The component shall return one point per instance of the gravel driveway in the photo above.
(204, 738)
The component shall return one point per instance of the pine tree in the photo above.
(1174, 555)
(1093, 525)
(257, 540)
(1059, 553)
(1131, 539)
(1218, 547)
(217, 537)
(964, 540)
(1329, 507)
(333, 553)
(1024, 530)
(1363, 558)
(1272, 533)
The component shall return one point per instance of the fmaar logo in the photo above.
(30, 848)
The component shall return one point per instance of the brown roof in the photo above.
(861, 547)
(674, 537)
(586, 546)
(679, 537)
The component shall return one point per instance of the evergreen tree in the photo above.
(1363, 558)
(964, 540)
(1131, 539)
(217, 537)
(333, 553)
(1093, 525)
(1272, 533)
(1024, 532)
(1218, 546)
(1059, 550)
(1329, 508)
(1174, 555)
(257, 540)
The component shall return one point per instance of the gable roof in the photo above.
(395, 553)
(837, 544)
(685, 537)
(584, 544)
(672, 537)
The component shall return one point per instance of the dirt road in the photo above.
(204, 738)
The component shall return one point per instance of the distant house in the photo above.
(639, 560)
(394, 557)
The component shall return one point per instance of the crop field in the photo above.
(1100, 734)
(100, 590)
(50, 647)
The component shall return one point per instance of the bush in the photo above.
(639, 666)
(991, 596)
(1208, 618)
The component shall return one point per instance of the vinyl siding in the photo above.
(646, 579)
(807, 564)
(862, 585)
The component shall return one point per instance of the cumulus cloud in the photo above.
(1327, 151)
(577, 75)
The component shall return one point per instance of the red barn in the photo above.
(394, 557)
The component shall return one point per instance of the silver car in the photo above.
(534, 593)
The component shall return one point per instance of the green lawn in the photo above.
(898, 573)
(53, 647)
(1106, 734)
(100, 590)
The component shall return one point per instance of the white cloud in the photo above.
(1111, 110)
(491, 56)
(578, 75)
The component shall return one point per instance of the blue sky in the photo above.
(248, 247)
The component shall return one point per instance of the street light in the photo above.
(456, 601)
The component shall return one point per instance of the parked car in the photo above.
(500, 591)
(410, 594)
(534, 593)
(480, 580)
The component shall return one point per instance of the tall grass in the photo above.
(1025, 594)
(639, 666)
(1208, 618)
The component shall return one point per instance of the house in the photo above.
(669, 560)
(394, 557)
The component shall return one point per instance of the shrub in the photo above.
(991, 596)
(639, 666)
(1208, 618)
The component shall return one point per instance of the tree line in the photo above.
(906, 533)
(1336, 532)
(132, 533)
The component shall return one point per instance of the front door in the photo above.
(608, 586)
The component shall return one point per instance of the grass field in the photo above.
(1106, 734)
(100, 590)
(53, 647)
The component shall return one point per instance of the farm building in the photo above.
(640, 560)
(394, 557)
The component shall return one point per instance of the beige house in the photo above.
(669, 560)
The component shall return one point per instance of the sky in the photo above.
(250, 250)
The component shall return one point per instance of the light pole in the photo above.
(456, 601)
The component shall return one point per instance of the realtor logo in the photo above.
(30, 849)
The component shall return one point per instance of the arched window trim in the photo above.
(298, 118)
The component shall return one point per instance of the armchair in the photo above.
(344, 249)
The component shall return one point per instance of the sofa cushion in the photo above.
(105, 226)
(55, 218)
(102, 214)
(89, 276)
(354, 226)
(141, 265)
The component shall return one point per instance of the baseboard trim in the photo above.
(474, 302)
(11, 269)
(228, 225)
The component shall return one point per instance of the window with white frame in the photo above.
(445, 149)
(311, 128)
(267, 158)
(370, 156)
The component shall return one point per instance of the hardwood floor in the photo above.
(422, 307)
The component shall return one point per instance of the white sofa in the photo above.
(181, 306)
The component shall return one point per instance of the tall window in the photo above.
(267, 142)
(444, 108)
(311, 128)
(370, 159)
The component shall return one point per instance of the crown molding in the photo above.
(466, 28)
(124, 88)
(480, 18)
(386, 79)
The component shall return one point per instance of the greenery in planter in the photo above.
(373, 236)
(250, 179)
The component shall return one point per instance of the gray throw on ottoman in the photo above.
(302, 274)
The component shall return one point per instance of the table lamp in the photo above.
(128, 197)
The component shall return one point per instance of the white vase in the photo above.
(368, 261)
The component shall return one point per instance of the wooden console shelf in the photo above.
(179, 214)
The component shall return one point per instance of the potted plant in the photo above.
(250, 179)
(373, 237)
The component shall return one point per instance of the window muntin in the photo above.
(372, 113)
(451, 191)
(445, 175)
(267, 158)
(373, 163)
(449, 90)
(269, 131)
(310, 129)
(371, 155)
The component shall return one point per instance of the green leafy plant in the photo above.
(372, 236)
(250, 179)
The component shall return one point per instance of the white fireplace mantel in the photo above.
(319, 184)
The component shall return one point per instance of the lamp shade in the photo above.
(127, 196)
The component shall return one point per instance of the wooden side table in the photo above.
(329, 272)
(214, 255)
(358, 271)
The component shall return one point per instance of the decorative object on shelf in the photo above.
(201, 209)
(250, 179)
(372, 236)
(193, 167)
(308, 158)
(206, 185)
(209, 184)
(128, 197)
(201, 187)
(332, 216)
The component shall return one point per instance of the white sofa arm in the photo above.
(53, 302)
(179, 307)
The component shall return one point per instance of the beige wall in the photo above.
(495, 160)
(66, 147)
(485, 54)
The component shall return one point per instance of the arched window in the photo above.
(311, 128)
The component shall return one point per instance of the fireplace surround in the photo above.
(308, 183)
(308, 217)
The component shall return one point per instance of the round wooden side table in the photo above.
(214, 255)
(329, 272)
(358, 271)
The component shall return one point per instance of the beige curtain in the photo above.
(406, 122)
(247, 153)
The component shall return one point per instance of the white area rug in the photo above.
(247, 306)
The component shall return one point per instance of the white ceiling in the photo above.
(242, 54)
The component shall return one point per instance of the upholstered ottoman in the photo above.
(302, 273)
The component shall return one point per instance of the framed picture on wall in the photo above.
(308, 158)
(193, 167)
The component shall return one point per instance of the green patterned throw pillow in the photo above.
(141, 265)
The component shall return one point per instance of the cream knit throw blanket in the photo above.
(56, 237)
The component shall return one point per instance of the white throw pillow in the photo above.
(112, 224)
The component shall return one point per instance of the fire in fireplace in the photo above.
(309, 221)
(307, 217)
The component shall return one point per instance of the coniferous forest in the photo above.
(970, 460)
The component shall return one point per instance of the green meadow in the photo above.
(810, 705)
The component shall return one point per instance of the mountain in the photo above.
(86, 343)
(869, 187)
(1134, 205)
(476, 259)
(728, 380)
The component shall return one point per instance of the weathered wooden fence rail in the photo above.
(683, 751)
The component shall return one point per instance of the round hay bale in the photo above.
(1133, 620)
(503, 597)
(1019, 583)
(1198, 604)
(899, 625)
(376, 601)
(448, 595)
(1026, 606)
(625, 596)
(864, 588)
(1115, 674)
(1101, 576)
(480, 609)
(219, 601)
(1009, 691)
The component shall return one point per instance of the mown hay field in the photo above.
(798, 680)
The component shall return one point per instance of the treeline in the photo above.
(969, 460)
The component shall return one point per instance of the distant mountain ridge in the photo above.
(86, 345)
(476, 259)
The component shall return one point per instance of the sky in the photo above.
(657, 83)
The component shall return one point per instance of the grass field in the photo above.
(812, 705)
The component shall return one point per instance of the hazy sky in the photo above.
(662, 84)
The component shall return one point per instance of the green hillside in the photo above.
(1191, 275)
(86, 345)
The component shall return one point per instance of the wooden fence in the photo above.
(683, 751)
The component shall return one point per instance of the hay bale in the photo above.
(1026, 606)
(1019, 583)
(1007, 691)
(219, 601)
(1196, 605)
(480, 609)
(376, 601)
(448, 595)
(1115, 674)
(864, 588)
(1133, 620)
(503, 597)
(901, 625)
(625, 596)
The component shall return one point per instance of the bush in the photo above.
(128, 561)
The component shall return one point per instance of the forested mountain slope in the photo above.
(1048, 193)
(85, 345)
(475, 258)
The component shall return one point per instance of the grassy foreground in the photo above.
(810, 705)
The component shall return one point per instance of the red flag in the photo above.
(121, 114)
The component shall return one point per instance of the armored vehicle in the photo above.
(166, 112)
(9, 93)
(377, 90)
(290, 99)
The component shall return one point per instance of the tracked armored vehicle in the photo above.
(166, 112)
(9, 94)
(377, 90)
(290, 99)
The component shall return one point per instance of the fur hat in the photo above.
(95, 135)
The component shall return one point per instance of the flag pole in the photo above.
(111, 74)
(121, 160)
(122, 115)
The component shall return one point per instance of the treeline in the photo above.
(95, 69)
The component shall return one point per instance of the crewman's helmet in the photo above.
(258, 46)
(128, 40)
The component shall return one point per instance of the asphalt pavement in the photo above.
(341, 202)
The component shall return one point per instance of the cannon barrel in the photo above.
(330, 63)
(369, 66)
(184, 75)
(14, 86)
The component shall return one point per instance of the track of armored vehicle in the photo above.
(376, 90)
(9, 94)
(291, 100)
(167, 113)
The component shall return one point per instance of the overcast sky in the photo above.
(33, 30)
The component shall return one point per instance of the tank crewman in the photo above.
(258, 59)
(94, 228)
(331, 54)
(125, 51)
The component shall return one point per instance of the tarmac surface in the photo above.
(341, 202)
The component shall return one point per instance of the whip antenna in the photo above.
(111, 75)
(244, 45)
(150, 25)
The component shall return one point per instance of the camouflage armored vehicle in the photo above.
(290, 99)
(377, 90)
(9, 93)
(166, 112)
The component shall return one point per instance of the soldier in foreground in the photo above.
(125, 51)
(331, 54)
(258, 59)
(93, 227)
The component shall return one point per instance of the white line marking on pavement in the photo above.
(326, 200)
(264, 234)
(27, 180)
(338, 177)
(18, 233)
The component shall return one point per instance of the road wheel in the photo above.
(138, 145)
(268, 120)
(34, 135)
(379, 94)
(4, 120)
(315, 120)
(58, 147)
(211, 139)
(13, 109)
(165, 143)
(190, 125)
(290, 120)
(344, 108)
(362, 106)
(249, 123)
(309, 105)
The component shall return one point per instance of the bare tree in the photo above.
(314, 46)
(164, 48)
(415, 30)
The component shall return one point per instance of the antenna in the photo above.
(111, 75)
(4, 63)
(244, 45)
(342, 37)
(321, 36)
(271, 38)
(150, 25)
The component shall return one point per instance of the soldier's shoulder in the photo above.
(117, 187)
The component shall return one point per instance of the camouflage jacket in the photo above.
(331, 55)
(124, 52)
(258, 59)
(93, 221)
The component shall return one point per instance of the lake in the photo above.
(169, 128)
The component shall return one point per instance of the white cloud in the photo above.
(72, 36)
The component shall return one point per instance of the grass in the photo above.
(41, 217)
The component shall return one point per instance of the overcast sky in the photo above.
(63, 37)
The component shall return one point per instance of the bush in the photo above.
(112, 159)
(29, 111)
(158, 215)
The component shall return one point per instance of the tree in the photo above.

- - -

Reproduce exactly the line containing "The component shall return one point per instance of the lake" and every line after it through the end of the records above, and nothing else.

Completed task ▸
The component shall return one point per instance of the lake in the photo above.
(169, 128)
The component shall return one point per instance of the white cloud in the photo above.
(72, 36)
The component shall return one point per instance of the grass in the photo above.
(41, 217)
The component shall return one point per instance of the overcast sky in the photo above.
(63, 37)
The component shall return one point per instance of the bush in the photo above.
(112, 159)
(29, 111)
(158, 215)
The component shall return one point per instance of the tree in the photo above.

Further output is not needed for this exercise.